■ **GOAL OF THE EXERCISE**
What is needed is every line of the data that includes the word "teal". Please copy each one.

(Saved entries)
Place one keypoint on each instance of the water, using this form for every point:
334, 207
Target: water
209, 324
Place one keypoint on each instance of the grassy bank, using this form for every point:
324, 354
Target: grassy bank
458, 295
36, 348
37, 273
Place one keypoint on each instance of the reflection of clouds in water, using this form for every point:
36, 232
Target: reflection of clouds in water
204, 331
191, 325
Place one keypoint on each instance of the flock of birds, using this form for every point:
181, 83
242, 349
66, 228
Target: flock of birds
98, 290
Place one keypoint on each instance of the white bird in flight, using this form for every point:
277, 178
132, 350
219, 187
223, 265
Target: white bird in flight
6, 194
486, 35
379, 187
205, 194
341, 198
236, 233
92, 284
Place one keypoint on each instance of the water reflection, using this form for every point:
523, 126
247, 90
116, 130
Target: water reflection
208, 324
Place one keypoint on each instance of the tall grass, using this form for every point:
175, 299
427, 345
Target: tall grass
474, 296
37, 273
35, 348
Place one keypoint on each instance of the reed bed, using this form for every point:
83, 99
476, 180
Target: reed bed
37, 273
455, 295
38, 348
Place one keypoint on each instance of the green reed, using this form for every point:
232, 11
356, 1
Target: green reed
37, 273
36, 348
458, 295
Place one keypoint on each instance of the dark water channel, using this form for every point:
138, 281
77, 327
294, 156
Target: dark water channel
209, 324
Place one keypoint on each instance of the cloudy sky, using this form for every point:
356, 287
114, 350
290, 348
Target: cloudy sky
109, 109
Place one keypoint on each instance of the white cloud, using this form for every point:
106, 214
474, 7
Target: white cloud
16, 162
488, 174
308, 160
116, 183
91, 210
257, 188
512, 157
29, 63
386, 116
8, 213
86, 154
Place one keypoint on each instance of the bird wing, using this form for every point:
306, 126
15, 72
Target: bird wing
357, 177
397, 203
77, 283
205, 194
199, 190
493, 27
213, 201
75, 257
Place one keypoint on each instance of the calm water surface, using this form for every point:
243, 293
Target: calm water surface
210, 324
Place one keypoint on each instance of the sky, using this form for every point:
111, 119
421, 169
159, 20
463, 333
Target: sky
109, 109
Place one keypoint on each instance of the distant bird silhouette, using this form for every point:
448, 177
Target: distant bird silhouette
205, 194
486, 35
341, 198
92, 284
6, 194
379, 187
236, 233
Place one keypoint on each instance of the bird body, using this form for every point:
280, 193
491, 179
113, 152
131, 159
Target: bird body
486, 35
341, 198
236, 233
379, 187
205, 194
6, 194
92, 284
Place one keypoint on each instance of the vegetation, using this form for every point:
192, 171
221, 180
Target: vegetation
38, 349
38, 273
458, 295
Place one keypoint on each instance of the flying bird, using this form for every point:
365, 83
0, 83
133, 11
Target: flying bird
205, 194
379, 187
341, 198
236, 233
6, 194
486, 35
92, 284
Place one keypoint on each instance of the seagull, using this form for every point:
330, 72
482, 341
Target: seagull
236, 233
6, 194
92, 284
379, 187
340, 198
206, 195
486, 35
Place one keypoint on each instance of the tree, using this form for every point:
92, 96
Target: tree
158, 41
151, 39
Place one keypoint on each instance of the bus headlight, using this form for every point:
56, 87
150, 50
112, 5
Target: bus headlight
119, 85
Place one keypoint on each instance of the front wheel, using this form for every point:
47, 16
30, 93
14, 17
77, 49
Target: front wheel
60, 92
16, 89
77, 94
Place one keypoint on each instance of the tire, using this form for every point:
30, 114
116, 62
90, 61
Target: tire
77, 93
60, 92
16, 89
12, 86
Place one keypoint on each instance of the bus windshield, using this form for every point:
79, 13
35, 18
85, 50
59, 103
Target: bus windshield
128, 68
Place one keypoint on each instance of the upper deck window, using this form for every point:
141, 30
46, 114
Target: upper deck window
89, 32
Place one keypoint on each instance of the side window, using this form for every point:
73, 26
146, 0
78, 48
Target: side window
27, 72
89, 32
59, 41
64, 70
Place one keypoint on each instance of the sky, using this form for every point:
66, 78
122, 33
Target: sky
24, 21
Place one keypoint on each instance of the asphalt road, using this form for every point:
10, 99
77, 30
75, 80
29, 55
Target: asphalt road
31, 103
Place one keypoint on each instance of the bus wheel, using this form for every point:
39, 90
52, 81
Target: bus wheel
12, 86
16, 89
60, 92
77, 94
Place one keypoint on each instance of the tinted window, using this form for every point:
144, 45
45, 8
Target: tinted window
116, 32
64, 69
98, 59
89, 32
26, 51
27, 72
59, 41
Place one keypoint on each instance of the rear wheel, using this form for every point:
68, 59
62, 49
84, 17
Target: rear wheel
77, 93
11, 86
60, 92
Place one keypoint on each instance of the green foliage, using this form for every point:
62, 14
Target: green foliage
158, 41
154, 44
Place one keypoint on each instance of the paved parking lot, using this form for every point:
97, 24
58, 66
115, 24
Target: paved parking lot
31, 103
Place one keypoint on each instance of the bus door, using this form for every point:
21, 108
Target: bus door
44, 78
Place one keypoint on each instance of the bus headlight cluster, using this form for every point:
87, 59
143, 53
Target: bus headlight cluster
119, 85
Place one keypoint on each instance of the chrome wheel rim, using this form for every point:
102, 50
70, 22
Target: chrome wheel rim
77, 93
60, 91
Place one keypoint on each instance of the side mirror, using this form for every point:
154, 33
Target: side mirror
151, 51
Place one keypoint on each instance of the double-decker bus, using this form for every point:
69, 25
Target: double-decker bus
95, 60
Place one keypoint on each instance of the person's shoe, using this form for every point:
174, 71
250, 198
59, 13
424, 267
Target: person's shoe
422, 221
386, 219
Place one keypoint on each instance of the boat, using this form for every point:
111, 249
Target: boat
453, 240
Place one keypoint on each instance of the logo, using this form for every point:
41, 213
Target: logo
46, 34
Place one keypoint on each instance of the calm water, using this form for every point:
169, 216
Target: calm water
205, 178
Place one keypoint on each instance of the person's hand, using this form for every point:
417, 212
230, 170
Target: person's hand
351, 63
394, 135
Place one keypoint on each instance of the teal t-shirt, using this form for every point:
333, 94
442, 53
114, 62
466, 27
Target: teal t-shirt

■ **RESPONSE TO THIS TASK**
Place one keypoint on each instance of the teal t-shirt, using this form for every point:
Target: teal t-shirt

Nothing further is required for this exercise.